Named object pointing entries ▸
────────────────
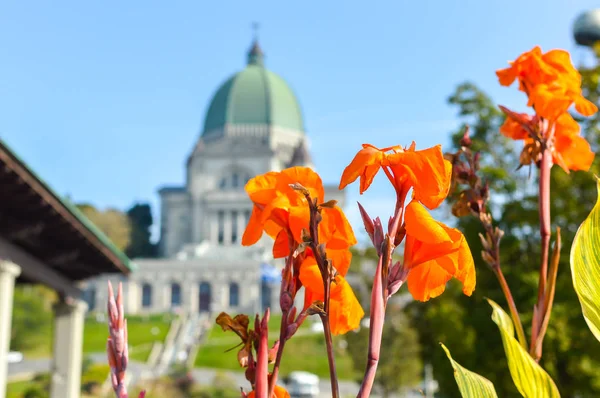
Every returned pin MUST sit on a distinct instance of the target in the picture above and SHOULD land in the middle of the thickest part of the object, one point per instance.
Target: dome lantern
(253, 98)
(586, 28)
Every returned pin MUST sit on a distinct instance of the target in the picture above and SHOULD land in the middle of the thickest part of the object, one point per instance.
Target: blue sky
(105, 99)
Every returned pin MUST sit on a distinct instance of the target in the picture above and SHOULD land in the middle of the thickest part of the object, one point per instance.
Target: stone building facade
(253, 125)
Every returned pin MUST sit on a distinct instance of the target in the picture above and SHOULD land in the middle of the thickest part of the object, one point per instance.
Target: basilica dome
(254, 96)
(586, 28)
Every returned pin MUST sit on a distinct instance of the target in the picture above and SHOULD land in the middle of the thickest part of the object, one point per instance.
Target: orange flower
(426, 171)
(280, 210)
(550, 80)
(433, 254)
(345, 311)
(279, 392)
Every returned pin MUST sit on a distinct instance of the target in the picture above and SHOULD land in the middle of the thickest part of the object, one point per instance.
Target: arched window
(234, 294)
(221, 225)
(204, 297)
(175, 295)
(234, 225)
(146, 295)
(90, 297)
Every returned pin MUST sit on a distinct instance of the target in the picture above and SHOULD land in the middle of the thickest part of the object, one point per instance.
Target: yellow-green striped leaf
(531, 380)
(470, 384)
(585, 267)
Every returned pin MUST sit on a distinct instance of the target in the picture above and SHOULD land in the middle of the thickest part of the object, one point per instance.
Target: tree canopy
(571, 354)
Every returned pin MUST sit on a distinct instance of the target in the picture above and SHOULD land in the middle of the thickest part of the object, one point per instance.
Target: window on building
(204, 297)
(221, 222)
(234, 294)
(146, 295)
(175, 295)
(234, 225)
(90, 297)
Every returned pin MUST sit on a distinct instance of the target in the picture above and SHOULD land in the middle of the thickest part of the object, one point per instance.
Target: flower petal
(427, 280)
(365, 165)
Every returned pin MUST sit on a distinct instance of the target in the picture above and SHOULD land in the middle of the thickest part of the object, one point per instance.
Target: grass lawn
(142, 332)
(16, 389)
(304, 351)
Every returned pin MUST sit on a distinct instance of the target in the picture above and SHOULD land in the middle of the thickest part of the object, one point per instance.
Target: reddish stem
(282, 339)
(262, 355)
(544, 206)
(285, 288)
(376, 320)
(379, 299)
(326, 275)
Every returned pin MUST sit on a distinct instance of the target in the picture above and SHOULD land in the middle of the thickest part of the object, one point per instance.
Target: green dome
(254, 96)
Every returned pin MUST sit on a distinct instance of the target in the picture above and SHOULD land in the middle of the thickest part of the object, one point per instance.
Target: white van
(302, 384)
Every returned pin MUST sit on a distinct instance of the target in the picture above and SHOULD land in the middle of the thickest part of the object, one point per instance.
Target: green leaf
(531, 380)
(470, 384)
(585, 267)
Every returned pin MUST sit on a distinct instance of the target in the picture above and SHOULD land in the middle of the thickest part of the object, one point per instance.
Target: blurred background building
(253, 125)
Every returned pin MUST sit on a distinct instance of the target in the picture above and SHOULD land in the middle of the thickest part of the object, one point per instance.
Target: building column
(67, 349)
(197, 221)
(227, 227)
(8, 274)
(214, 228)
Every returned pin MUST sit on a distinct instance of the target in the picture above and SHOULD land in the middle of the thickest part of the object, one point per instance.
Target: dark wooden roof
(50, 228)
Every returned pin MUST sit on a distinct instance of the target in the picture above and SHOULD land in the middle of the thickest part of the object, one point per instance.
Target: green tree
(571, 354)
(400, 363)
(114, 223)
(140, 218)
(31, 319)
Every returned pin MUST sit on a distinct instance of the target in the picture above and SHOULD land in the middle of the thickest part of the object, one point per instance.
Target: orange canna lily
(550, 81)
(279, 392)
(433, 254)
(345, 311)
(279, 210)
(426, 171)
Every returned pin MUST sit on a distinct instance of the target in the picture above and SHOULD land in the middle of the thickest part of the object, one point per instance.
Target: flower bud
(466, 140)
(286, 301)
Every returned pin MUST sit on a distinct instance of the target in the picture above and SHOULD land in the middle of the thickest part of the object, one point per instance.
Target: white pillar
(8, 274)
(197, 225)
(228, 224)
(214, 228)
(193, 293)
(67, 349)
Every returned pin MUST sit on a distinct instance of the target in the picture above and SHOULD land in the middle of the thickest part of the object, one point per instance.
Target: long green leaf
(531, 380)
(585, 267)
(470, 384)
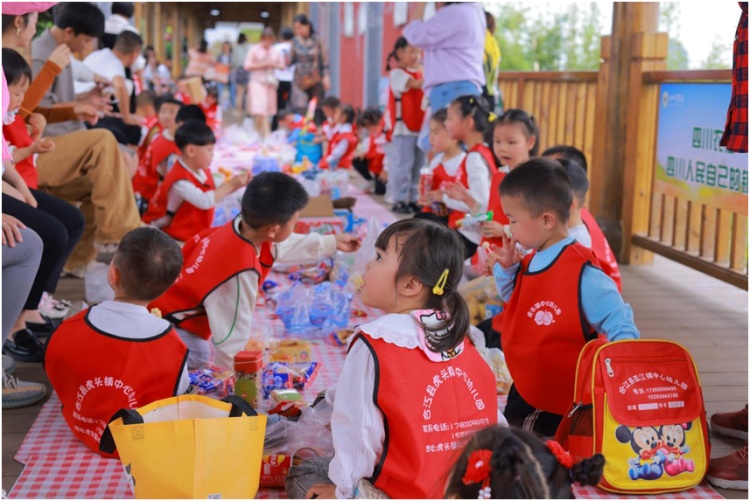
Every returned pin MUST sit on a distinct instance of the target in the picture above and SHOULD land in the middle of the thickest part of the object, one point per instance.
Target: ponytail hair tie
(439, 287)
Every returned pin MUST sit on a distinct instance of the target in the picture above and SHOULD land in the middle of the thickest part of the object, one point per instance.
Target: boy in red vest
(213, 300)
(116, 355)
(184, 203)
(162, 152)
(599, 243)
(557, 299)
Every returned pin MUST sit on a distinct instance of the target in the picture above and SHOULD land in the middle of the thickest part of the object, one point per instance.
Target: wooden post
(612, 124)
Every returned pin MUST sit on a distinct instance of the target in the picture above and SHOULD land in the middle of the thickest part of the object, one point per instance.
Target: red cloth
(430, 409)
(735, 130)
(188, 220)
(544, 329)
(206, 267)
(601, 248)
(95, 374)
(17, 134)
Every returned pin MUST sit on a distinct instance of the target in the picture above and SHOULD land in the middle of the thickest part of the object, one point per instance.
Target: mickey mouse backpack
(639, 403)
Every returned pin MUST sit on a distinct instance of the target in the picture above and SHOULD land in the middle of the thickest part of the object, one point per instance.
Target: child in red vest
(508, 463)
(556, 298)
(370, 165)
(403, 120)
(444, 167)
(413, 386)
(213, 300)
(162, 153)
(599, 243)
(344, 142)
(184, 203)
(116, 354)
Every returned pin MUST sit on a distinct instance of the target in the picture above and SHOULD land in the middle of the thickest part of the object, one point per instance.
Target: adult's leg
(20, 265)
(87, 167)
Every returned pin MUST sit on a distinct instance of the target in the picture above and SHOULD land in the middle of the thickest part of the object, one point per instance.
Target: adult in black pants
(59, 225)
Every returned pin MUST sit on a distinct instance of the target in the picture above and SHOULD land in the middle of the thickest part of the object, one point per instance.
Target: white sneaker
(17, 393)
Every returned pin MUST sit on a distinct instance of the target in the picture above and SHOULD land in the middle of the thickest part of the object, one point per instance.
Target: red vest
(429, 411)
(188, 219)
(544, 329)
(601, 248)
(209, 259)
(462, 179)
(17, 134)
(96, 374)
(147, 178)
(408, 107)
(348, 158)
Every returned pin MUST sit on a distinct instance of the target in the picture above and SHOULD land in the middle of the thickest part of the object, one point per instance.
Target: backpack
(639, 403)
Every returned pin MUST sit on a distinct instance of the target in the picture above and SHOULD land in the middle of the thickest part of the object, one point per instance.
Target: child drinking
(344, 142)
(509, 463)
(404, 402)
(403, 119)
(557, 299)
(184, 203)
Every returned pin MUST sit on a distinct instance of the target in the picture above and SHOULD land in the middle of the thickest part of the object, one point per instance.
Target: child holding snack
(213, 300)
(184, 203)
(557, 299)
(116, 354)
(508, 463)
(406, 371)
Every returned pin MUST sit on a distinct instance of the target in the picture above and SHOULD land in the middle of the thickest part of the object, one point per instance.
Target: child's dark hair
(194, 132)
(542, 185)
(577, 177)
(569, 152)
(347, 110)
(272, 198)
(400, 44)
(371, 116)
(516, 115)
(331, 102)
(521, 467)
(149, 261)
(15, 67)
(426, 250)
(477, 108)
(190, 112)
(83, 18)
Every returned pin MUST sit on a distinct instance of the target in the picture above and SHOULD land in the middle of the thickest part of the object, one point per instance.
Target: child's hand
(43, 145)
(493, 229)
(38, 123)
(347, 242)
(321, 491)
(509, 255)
────────────────
TASK TO CARRY OUT ▸
Quote each entry above verbatim and drop the pictures.

WRITTEN RESPONSE ▸
Every returned pin MUST sit on a distinct instance of the target in the picture above and SHOULD land in the middle of the thickest part of the object, one point per instance.
Target: dome lantern
(253, 98)
(586, 28)
Every returned pin MUST sit on a distinct instance of the target in the picture above and SHOULD land in the middle of the thickest part of the object, one point per instance.
Target: blue sky
(105, 99)
Every returned pin MUST sit on a distinct instance of the target in the picture above and SHOULD land in the middle of the thickest part of the object, one point per instance.
Target: stone building facade
(253, 125)
Every returned pin MUST sit on a distinct instance of the target in the picture above and SHOULD land in the middle of the thickest part of the object, one point per instance.
Target: basilica dome
(254, 96)
(586, 28)
Every returned pin MUST sit on a distinct instance of the target in the picture above and SHOULD land in the middle of the thickest part of the object, one point per instance.
Target: orange flower
(426, 171)
(280, 210)
(550, 80)
(433, 254)
(345, 311)
(279, 392)
Every returned pin MUST sit on a distinct instance of the target in the picture above and SHOULD land in the middle of the thickest part of the object, one point per instance.
Target: arched window
(234, 294)
(221, 225)
(204, 297)
(175, 295)
(234, 225)
(146, 295)
(90, 297)
Every returned pin MUST sit on a distinct instance of the target in the picture above and SHOULD land in the middle of the thickest part of the object, one point per instance.
Target: yellow-green striped leaf
(531, 380)
(470, 384)
(585, 267)
Every returned pin MUST sit on a distinct instance of the target in the picture above and SHOULD land in the middle of the thickest part of the object, one point per instance.
Target: tree canopy
(571, 354)
Every returned pin MUST sit on a distinct instance of the target in the picture above and SHOULD land in the middle of the thickest part of the object, one point per instance.
Target: window on building
(204, 297)
(221, 222)
(234, 294)
(146, 295)
(175, 295)
(234, 225)
(90, 297)
Every returned pin MUST sit on a distinct instance of the target in the picture above and SHOULD land in the middle of the thickest part of the object, one point per instance.
Target: flower petal
(427, 280)
(365, 165)
Every returned pin MUST sit on a distinct instance of the target in the picture above and SHOULD land in the middle of the thickest part of the object, one point per instance.
Target: grass lawn
(142, 332)
(16, 389)
(304, 351)
Every returned pin MUST sit on a distinct instance of the target in the picture above and SHOULD land in the middle of the thickest part of the object, one point per instance.
Target: reddish stem
(282, 339)
(262, 355)
(544, 206)
(285, 288)
(376, 320)
(379, 299)
(326, 275)
Every returned pin MUST sit on a distinct instance of the target in the picture above and SHOULD land in the middle of the thickest part of the object, one point per instance.
Target: green dome
(254, 96)
Every returned pin MUST sit on a distinct instance of the target in the picture above and SHOULD land in the middle of the thickest part of the object, one point per instance.
Target: white van
(302, 384)
Every returned pin MUST sit on a distinct instance of the target in the picture above and SHOULD land in the middle of the thickest part of the object, one point per instance.
Target: green leaf
(531, 380)
(470, 384)
(585, 267)
Every returned pin MUST sit on a distinct instance of the target in the picture above and SHOULD land in the middle of the thickest part of the object, one point per instance.
Target: blurred background building
(253, 125)
Every returned pin MUST sit on a distinct instance of the target in the picture above and SHOULD land in the middle of the thickest part of the object, one point per instance.
Target: building column
(67, 349)
(197, 221)
(227, 227)
(8, 274)
(214, 228)
Every returned pin MUST sit on a distinct instance of the target in the picture above and SHOULD land in the middle of the thickest part of the object, one point per instance.
Target: dark wooden roof
(50, 228)
Every returned pin MUST sit on a distinct instance of the target in the picture above and SHOULD land in the middle of the thickest part of the object, one point per instance.
Target: green tree
(571, 354)
(400, 363)
(114, 223)
(140, 218)
(31, 319)
Every returned pin MUST sit on a distinct instance of the target in the picture above and SHOULD land in the middle of the thickest part of the object, one point per instance.
Target: orange canna lily
(550, 81)
(279, 392)
(433, 254)
(345, 311)
(279, 210)
(426, 171)
Every returned pin MUST sit on a distinct instance of the target in the picture above and SHOULD land in the middle of the thickest part of the object, one point per instance.
Target: flower bud
(466, 140)
(286, 301)
Every returned pin MUST sit on a distinct instance of the target in the picture above and SHOULD land in the middle of the thickest part of the object, one point per instance.
Target: white pillar
(8, 274)
(197, 225)
(228, 224)
(214, 228)
(193, 293)
(67, 349)
Every returned pin MUST sit on a distinct instance of the target in the picture above and SHOULD land in the middle of the thickest part of the object, one point per instance.
Target: long green leaf
(531, 380)
(585, 267)
(470, 384)
Every returned pin MUST sit on a distinct instance of the target in the picture above and SHOULD land in the middle of the thickest part of the object, one point per instance.
Target: ponytail hair tie
(439, 287)
Every returned pin MUST sit on a distinct instance of the target in the picture above and SHOULD land in the middle of the thickest part of the object, one point per instance.
Target: boy in red vest
(213, 300)
(116, 355)
(184, 203)
(162, 152)
(599, 243)
(557, 299)
Every returned pin MUST sit on a distinct instance of the target in the picture above and SHOULD land in the middle of the thickest part of the object, one point per instance.
Target: wooden post
(612, 124)
Every returned pin MUST sit on a distinct instance of the target in the picture above and SHOULD land in the middle of the thickest part of the object, one point per instance.
Target: red cloth
(430, 409)
(735, 130)
(188, 220)
(544, 329)
(206, 267)
(601, 248)
(95, 374)
(17, 134)
Every returned pin MUST sit on a distinct instance of the target in the picture above and SHOULD land in the middle of the thickest part of the object, one point per instance.
Target: mickey mouse backpack
(639, 403)
Every returned pin MUST sit on a distinct instance of the target in the picture above and SHOULD land in the middle of the thickest part of the object, one point per instance.
Target: child in red vest
(508, 463)
(556, 298)
(370, 165)
(403, 120)
(444, 167)
(413, 386)
(213, 300)
(162, 153)
(599, 243)
(344, 142)
(184, 203)
(116, 354)
Every returned pin MUST sit on a distinct instance of the target in the picture above and SHOULD land in the middle of the thickest part of the object, one point per instance.
Target: adult's leg
(20, 265)
(87, 167)
Every returned pin MUST sit on a distinct instance of the target in the picture above and SHOULD land in the middle of the thickest part of the object, one point per instance.
Target: adult in black pants
(59, 225)
Every returned pin MUST sit on a distinct instance of the target in the picture above and SHOULD land in the middle of the thickest part of the object, one point per instance.
Target: white sneaker
(17, 393)
Every returned pin MUST sit on a distinct instance of the target in the picture above and SHOULD land in the middle of the thickest part of the object, one point per instance.
Target: red vest
(429, 411)
(188, 219)
(544, 329)
(601, 248)
(209, 259)
(462, 179)
(17, 134)
(96, 374)
(147, 178)
(408, 107)
(348, 158)
Every returned pin MUST sit on a distinct instance of the target in the picture above and SHOULD land in the middle of the thickest part of the object, one point per instance.
Target: backpack
(639, 403)
Every returned pin MUST sit on a distinct instance of the target in the picture above and SHOULD land in the middle of the thickest part of the object, one point per instance.
Target: child drinking
(344, 142)
(509, 463)
(404, 402)
(403, 119)
(557, 299)
(184, 203)
Every returned pin MUST sit on a distinct instance of the target in the picture above and SHOULD land in the middle of the thickest part of the object, one point per instance.
Target: child holding snack
(213, 300)
(184, 203)
(557, 299)
(116, 354)
(508, 463)
(406, 371)
Every returned pin MUST sit on a distinct instance of the target in the picture above and SHOULD land in the middle of the thickest part of the object, one point per instance.
Target: child's dark hair
(194, 132)
(542, 185)
(577, 177)
(569, 152)
(347, 110)
(272, 198)
(400, 44)
(371, 116)
(516, 115)
(331, 102)
(521, 467)
(149, 261)
(15, 67)
(426, 250)
(477, 108)
(190, 112)
(83, 18)
Every returned pin MUST sit on a distinct instance of the target in the picture above and SHOULD land in the middle of the thickest part of the object, one point per instance.
Target: child's hand
(43, 145)
(493, 229)
(38, 123)
(347, 242)
(321, 491)
(509, 255)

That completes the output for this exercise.